--- START Dataset ---

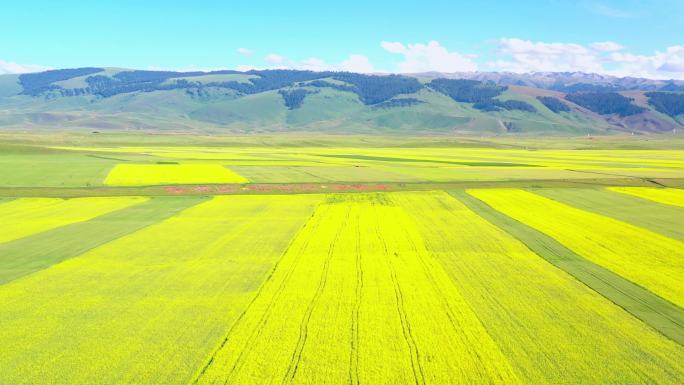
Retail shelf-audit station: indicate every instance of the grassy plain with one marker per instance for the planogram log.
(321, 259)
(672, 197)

--- END Dataset ---
--- START Dataset ---

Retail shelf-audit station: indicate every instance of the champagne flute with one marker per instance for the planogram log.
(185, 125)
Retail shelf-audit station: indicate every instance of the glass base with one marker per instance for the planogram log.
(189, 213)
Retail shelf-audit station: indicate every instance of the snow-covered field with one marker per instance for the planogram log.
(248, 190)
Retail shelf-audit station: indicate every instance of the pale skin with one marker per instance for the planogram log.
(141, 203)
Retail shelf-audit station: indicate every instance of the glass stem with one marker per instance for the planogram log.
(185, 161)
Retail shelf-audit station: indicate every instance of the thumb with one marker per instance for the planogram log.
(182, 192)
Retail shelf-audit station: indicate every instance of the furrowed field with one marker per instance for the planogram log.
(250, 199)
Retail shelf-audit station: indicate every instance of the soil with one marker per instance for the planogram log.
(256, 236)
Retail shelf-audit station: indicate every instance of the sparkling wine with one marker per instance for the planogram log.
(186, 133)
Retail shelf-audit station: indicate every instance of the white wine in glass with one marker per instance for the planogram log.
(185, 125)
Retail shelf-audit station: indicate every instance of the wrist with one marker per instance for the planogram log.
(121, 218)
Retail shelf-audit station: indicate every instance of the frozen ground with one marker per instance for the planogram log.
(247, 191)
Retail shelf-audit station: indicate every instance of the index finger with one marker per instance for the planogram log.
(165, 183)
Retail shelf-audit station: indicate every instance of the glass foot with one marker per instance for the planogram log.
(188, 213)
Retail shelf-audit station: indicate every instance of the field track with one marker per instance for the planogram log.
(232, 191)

--- END Dataset ---
--- START Dataset ---

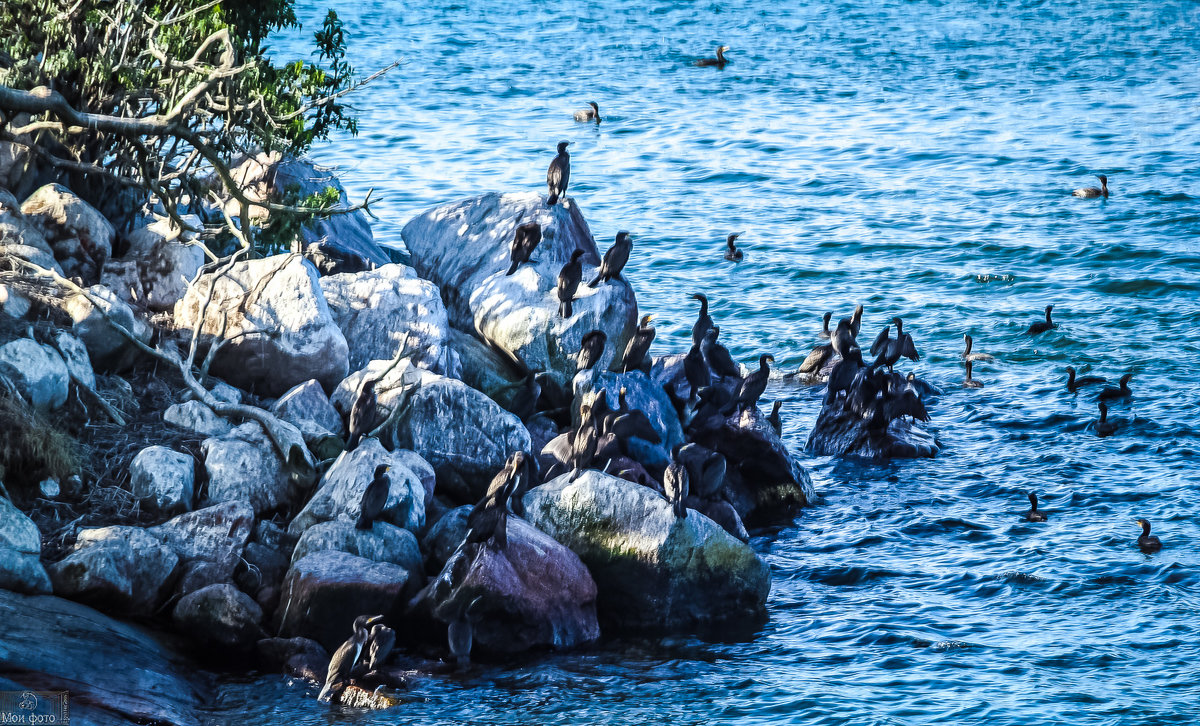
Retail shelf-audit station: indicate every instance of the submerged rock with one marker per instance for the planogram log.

--- END Dataset ---

Pull out each line of the records that contains the word "glass", and copy those lines unchanged.

Exercise response:
Retail shelf-audit station: indicate every instance of the glass base with one marker per instance for the planogram log.
Retail shelf-audit station: indicate every instance of the glass stem with one marker per instance for the planogram log.
Retail shelf-audit station: indicate every instance of the white wine in glass with one marker per instance for the planogram log.
Retail shelf-audit station: indicate every instance of the glass foot with one marker per instance for the planogram log.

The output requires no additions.